▸ THE RECORDS

——————

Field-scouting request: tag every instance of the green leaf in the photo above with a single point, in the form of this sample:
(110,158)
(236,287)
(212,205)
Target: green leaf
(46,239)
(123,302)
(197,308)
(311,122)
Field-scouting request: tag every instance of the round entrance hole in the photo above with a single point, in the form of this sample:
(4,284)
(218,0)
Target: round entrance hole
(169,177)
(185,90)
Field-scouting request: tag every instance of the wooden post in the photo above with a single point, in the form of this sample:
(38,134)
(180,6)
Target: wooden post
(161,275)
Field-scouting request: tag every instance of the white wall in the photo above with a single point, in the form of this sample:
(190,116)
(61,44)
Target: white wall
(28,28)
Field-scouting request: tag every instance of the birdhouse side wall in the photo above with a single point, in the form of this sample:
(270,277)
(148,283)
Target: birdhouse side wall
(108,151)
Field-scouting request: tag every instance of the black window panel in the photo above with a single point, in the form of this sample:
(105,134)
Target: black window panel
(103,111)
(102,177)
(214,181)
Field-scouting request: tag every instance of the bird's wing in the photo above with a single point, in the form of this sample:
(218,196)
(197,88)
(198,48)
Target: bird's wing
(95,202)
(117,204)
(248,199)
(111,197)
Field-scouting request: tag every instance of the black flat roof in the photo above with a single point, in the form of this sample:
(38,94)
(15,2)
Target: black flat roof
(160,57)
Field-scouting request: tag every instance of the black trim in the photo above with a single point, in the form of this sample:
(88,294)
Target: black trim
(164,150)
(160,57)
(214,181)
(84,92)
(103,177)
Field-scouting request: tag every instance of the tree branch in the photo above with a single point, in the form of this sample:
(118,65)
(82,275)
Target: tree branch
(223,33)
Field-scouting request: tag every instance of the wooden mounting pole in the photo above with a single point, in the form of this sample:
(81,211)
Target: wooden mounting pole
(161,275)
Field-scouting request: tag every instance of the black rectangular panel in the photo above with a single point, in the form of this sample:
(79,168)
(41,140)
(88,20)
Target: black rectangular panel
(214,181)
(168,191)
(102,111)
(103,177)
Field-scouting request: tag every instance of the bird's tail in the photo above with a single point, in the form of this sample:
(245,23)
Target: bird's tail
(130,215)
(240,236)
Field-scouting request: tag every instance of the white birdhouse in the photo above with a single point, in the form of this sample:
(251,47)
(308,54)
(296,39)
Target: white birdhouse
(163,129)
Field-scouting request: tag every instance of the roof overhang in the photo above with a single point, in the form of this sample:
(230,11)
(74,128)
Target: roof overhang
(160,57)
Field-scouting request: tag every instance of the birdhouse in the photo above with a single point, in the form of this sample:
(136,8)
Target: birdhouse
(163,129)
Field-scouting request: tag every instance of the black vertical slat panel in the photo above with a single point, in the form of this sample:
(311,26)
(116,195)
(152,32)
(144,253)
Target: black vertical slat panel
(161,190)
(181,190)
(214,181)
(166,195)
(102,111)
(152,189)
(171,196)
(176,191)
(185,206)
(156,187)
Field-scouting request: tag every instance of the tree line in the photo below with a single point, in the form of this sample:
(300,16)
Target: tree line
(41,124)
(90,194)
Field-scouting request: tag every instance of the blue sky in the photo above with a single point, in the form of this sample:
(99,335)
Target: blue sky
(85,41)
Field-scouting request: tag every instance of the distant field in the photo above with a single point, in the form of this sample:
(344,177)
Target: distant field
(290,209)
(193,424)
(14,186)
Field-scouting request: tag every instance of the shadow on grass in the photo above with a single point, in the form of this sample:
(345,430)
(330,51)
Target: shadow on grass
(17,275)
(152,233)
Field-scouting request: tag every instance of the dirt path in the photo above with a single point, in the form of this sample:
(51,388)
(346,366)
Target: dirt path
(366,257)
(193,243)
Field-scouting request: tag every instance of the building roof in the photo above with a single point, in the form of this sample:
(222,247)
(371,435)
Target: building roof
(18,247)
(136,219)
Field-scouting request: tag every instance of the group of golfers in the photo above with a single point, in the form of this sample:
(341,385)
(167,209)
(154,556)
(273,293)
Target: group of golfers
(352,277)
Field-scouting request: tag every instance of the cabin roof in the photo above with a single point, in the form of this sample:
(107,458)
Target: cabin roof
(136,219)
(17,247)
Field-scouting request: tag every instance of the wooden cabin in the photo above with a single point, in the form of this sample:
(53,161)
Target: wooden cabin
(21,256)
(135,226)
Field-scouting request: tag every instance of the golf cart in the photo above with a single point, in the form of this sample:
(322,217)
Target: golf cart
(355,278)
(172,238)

——————

▸ WORK REQUIRED
Move every line in the stretch from the line containing "Field-scouting request: tag every instance of the wooden cabin" through the end of the data, requests included, into a new copy. Add -137 to each coordinate in the answer points, and leave all other numbers unchanged.

▸ WRITTEN REPLY
Field-scouting request: tag every instance of the wooden cabin in the photo above with a single point, in the form of this sample:
(53,161)
Target: wooden cabin
(-116,119)
(-2,89)
Field-scouting request: tag every instance of the golf cart in the photo above with a single point, in the form of this sample:
(322,217)
Target: golf cart
(218,141)
(35,101)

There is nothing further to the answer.